Problème posé 1 — Repérez chaque ligne de la liste qui contient le mot "board", puis recopiez-la en entier.

Extrait à lire —
Rien de ce qui a été écrit ou imaginé avant la mise en œuvre des nazis ne peut préfigurer ce que ça a été. Il y a une rupture radicale dont on commence à percevoir ce que c'est au moment de la première guerre mondiale, mais pas avant. L'humiliation extrême peut être le fait de sadiques, dont le plaisir est le but. Les nazis n'ont pas le projet de "se faire plaisir". On devait bien compter des sadiques, dans les rangs de la Wehrmacht et de Schutzstaffel, mais l'objectif est bien dans une éradication, et les moyens révèlent un jusqu'au-boutisme et un systématisme qui ne peuvent être mobilisés par la seule humiliation, laquelle n'est pas un mobile suffisant ni constant. Les sentiments humains, trop humains ne le sont que dans des circonstances humaines, trop humaines. Si le nazisme était la règle, alors nous serions dans ce cas de figure, mais ça ne l'est pas.

Liber a écrit:
Certes, on dit souvent que la pitié nous distingue des animaux.
Rousseau ne dit pas cela. Il dit même que c'est un point commun entre les animaux et les hommes dans l'état de nature. Or le propre de la pitié, chez Rousseau, c'est qu'elle n'est pas le moyen d'une domination. Il est explicite : dans l'état de nature, l'homme n'est ni bon ni mauvais, il n'y a pas de bien ni de mal, ni de vertus ni de vices. Cela est antérieur à la société, et à plus forte raison au christianisme. D'où ma question au sujet de Nietzsche.
Liber a écrit:
Dès lors, je me demande si Nietzsche ne fait pas fausse route, lorsqu'il vise le christianisme en démasquant la pitié.
En tous les cas, il lie dans le christianisme la pitié à la dualité Bien/Mal, ce qui me semble une évidence. D'autre part, comme il le rappelle justement, la pitié a toujours été méprisée par les plus grands philosophes. Je veux bien que Rousseau ait beaucoup de qualités, cependant, il sera difficile de le confronter à eux.

Liste associée —
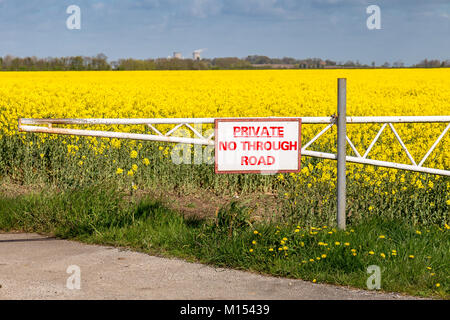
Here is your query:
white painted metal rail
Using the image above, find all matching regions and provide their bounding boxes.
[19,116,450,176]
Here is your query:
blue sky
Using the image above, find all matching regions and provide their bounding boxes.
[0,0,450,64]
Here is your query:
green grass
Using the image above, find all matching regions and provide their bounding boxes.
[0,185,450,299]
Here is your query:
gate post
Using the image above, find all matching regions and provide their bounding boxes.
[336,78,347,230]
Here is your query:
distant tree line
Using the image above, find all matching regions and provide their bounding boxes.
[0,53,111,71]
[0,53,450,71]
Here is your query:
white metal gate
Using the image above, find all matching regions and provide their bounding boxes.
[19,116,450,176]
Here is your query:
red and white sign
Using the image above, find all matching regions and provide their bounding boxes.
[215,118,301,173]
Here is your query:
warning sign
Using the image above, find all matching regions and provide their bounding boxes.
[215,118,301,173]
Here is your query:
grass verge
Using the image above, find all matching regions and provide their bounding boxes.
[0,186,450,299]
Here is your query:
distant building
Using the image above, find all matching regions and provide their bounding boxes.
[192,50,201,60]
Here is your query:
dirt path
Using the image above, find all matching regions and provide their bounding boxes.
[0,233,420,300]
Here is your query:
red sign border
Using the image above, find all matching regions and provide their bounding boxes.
...
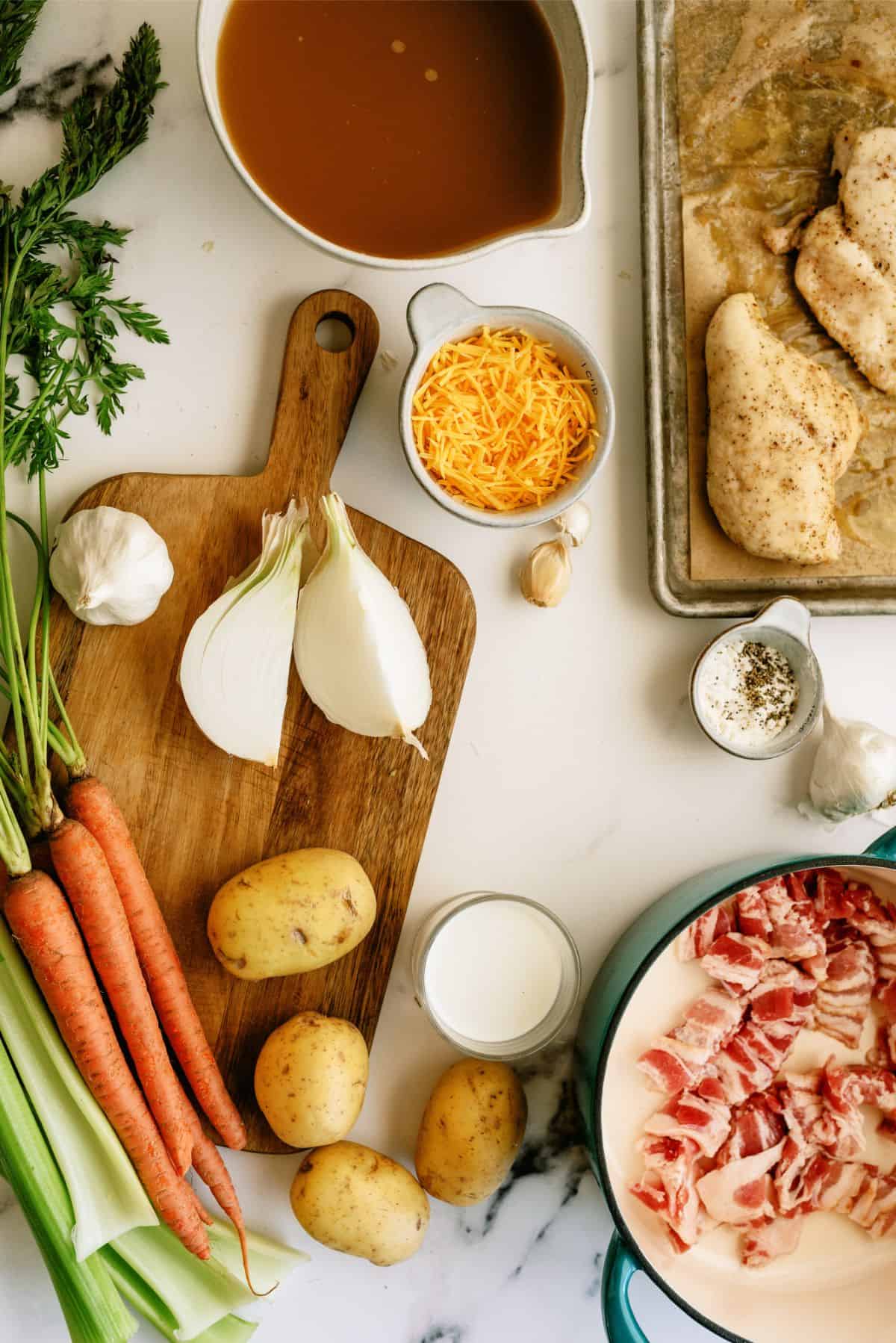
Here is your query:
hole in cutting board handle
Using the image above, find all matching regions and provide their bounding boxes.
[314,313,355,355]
--
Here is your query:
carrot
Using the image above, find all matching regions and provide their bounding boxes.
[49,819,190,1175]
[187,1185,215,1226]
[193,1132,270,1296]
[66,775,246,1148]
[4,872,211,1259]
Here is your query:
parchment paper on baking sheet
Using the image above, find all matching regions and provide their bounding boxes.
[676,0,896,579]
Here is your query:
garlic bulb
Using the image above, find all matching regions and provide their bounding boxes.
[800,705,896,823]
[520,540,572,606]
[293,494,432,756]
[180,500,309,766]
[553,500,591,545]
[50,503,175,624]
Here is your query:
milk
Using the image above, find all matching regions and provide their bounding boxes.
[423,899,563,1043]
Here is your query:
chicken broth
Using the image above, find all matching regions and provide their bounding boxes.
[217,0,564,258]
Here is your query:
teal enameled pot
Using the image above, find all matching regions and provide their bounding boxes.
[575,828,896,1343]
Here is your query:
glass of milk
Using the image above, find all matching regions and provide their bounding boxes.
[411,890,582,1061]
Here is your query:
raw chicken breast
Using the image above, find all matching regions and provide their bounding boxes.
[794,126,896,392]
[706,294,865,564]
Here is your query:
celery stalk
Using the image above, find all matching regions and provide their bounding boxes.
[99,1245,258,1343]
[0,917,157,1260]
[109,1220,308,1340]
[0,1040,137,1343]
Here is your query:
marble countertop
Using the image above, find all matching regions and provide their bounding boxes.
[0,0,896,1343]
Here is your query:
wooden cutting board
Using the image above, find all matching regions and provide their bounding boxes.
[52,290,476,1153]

Problème posé 2 — Poursuivez l'extrait sur la pitié chez Rousseau et Nietzsche à partir de sa dernière phrase.

Réponse 1 —
hole in cutting board handle
wooden cutting board

Réponse 2 —
Mais le terme, chez Rousseau, désigne autre chose. Il ne parle pas de la pitié au sens le plus courant qu'on lui donne. Rousseau découvre un sentiment nouveau qu'il nomme ainsi, mais dont il prend le temps de développer ce à quoi ça réfère. Or ça ne réfère pas à ce dont parle Nietzsche, ou Hegel, ou un autre. Sur ce point, les Allemands me paraissent obnubilés par le christianisme. Platon, le prétendu père du christianisme, était tout aussi sévère à l'endroit de la pitié. Il y a donc quelque chose qui cloche.

Liber a écrit:
Personnellement, je pencherais tout de même pour une folie nazie, ne serait-ce que pour le mysticisme qui accompagna toute leur vie politique, la folie des grandeurs, la paranoïa, qui sautent aux yeux de n'importe quel observateur, et qui ont leur attirance, car c'est par là que se recrutent les nostalgiques, certainement pas par les camps de la mort (cf. les négationnistes).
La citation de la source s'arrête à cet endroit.